▽

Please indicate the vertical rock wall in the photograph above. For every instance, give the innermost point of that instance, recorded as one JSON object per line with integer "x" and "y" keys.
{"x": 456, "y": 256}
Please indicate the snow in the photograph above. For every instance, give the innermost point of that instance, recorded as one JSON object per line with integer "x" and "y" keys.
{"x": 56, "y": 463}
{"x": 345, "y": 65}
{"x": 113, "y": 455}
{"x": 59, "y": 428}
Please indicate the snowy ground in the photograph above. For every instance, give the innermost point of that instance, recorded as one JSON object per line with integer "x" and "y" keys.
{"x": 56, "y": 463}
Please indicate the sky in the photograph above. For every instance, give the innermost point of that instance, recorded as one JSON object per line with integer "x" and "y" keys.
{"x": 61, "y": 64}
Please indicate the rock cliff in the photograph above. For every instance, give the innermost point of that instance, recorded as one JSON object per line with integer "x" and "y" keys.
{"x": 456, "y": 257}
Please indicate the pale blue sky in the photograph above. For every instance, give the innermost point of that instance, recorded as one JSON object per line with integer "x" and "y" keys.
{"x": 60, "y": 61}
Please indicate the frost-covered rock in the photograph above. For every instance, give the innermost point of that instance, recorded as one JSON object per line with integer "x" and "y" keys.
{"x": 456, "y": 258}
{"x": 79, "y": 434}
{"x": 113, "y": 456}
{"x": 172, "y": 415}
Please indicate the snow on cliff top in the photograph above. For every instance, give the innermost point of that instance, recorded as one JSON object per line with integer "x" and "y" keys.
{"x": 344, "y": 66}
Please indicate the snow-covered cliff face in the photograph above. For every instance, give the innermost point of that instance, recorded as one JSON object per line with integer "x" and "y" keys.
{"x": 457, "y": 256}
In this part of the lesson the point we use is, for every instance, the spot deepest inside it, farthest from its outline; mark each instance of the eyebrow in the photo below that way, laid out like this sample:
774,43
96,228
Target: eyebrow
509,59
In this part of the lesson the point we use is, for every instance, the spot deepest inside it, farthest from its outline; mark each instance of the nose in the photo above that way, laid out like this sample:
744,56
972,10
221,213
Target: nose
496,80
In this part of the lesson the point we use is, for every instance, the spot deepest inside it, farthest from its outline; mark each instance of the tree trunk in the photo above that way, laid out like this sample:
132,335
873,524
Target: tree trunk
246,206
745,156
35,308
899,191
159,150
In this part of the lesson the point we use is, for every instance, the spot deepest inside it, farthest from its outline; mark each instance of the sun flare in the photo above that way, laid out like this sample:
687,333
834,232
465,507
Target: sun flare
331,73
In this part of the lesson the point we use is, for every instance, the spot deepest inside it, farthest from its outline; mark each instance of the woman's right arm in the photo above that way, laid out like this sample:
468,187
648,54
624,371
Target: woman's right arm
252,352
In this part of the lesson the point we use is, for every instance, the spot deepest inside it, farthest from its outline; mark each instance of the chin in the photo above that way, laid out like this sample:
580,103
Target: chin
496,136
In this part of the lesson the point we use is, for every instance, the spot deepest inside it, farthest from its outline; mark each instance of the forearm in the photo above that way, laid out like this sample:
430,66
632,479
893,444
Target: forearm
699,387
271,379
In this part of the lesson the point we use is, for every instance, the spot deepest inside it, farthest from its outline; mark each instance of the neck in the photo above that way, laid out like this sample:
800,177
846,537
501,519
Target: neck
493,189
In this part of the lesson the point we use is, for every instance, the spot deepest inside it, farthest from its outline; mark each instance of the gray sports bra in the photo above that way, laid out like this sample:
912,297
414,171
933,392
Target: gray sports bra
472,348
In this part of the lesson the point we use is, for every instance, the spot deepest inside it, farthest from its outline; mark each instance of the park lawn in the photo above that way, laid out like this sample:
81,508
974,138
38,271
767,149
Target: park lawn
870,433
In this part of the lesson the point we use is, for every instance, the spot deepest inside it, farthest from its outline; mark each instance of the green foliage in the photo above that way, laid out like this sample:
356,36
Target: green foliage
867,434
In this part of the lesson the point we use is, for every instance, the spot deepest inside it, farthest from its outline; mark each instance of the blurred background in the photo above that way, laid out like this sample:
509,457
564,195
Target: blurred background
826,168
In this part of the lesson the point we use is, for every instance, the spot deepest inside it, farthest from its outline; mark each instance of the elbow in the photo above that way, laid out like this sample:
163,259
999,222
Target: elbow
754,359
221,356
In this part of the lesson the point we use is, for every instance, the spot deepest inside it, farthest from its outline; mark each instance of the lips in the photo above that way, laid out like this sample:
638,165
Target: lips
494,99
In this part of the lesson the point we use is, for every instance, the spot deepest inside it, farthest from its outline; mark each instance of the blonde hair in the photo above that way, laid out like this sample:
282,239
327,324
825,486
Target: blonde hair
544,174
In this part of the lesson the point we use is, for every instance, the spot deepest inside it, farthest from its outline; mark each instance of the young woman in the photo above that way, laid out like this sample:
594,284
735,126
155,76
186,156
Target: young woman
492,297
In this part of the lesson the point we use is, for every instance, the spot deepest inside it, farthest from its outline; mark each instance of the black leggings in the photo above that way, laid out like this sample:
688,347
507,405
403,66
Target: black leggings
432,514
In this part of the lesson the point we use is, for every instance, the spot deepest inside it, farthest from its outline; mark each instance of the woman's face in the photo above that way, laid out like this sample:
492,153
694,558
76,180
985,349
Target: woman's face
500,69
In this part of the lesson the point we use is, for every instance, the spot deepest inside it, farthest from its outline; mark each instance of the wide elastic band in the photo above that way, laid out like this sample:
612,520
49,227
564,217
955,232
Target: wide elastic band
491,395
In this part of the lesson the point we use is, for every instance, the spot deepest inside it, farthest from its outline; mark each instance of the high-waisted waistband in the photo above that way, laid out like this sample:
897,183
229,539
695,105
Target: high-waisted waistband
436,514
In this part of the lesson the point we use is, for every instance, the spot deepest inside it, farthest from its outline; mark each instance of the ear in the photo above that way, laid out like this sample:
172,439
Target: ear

△

▸ WORK TO COMPLETE:
Repeat the listing exactly.

▸ EXPECTED OUTPUT:
Please indicate the vertical rock wall in the photograph above. For every instance, give the innermost point of that instance, recorded as one JSON object per line with integer "x" and "y" keys.
{"x": 456, "y": 256}
Please indicate the snow in the photograph above. For every instance, give the innermost point of that instance, recorded as one JSON object per line with integer "x" and "y" keys.
{"x": 56, "y": 463}
{"x": 345, "y": 65}
{"x": 113, "y": 455}
{"x": 59, "y": 428}
Please indicate the snowy ground in the photograph above. For every instance, give the innermost point of that instance, recorded as one JSON object per line with integer "x" and "y" keys.
{"x": 56, "y": 463}
Please indicate the sky in the photograph above. For every instance, give the innermost point of that instance, recorded as one JSON object per line with integer "x" and "y" keys.
{"x": 61, "y": 64}
Please indicate the rock cliff in the photograph above. For every instance, give the innermost point of that instance, recorded as one JSON object per line with integer "x" and "y" keys.
{"x": 456, "y": 257}
Please indicate the pale blue sky in the photograph above. For every instance, give the innermost point of that instance, recorded as one JSON object per line with integer "x" and "y" keys.
{"x": 60, "y": 61}
Please indicate the frost-covered rock in the photograph above. For every instance, give the innermost point of that instance, recorded as one JSON object per line with integer "x" and "y" keys.
{"x": 456, "y": 258}
{"x": 79, "y": 434}
{"x": 113, "y": 456}
{"x": 172, "y": 415}
Please indicate the snow on cliff top in the photograph above. For every instance, give the innermost point of that instance, recorded as one JSON object per line with integer "x" and "y" keys.
{"x": 344, "y": 66}
Please indicate the snow-covered cliff face in the photograph above. For every instance, give the innermost point of that instance, recorded as one JSON object per line with integer "x" and "y" keys.
{"x": 457, "y": 256}
In this part of the lesson the point we use is, for every instance, the spot deepest inside it, farthest from its outline; mark each instance of the eyebrow in the photo below that way, laid out like this sample:
774,43
96,228
Target: eyebrow
509,59
In this part of the lesson the point we use is, for every instance, the spot deepest inside it, farthest from its outline; mark each instance of the nose in the photo above that way, laid out like this sample:
744,56
972,10
221,213
Target: nose
496,80
In this part of the lesson the point we use is, for every instance, the spot deepest inside it, farthest from its outline; mark each instance of the tree trunk in the photo above that way, laid out like this sample:
132,335
873,524
Target: tree trunk
246,206
745,156
35,308
899,191
159,150
In this part of the lesson the point we use is, for every instance, the spot deepest inside it, farthest from its outline; mark each instance of the sun flare in the photo above that way, laid out like this sample:
687,333
834,232
465,507
Target: sun flare
331,73
In this part of the lesson the point we use is, for every instance, the spot deepest inside it, farthest from its outline; mark each instance of the woman's right arm in the photo above that way, laid out like this sample:
468,187
648,54
624,371
Target: woman's right arm
252,352
In this part of the lesson the point we use is, for every instance, the spot deepest inside it, farthest from its outline; mark each instance of the chin in the photo above that way, laid out like this sample:
580,103
Target: chin
496,136
In this part of the lesson the point we use is, for every instance, the spot deepest inside it, farthest from its outline; mark each instance of the forearm in the photo above that way, laid out like this sample:
430,66
632,479
893,444
Target: forearm
699,387
271,379
In this part of the lesson the point we use is, for every instance, the spot deepest inside it, farthest from its outline; mark each instance of the neck in the photo above that way, laid out like this sample:
800,177
846,537
501,519
Target: neck
493,189
In this part of the lesson the point we use is, for every instance, the spot deepest inside it, farthest from its outline; mark each instance of the gray sports bra in the photo above that way, laid out like this sample:
912,297
414,171
933,392
Target: gray sports bra
472,348
In this part of the lesson the point we use is, for every instance, the spot deepest inside it, farthest from its outline; mark each instance of the park lawn in the photo above that way, laid out like this sample:
81,508
974,138
38,271
767,149
Target: park lawn
870,433
In this part of the lesson the point we use is, for every instance, the spot deepest inside it, farthest from its outline; mark each instance of the green foliage in the photo above that way, laid out like this sample:
356,36
Target: green foliage
867,434
In this part of the lesson the point we use is, for every instance, the spot deepest inside it, farthest from its outline; mark each instance of the blurred background in the photo above that way, laid out like this sample:
509,457
564,195
Target: blurred background
826,168
In this part of the lesson the point we use is, for every instance, the spot deepest inside it, farthest from its outline; mark each instance of the elbow in the photo above that way, laid out like this sample:
163,259
999,222
Target: elbow
754,359
221,356
In this part of the lesson the point we use is, for every instance, the spot deepest inside it, farthest from its outline; mark each instance of the lips in the photo above that way, laid out like this sample:
638,165
Target: lips
494,99
In this part of the lesson the point we use is, for every instance, the spot deepest inside it, farthest from its outline; mark each instance of the blonde hair in the photo above that way, laid out like this sample:
282,239
327,324
825,486
Target: blonde hair
544,174
In this part of the lesson the point we use is, for every instance, the spot deepest inside it, farthest from its outline; mark each instance of the young woman in the photo above that way, laid out like this sample:
594,284
735,126
155,76
186,156
Target: young woman
492,297
In this part of the lesson the point we use is, for every instance, the spot deepest inside it, farthest from its outline; mark each instance of the black leggings in the photo above that way, laid out like this sample:
688,347
507,405
403,66
Target: black leggings
432,514
In this part of the lesson the point we use is, for every instance, the spot deepest inside it, farthest from its outline; mark each instance of the woman's face in the photo above that way, laid out like this sample:
492,153
694,558
76,180
985,349
Target: woman's face
500,69
In this part of the lesson the point we use is, for every instance, the spot deepest inside it, farthest from its outline; mark each instance of the wide elastic band in the photo above that way, laid out like this sample:
612,520
49,227
564,217
955,232
Target: wide elastic band
491,395
In this part of the lesson the point we use is, for every instance, the spot deepest inside it, farthest from its outline; mark each instance of the high-waisted waistband in the photo above that way, laid out like this sample:
897,183
229,539
695,105
Target: high-waisted waistband
436,514
In this part of the lesson the point we use is, for every instance, the spot deepest inside it, farthest from its outline; mark each instance of the ear in the photo above that way, laid out like this sample:
172,439
Target: ear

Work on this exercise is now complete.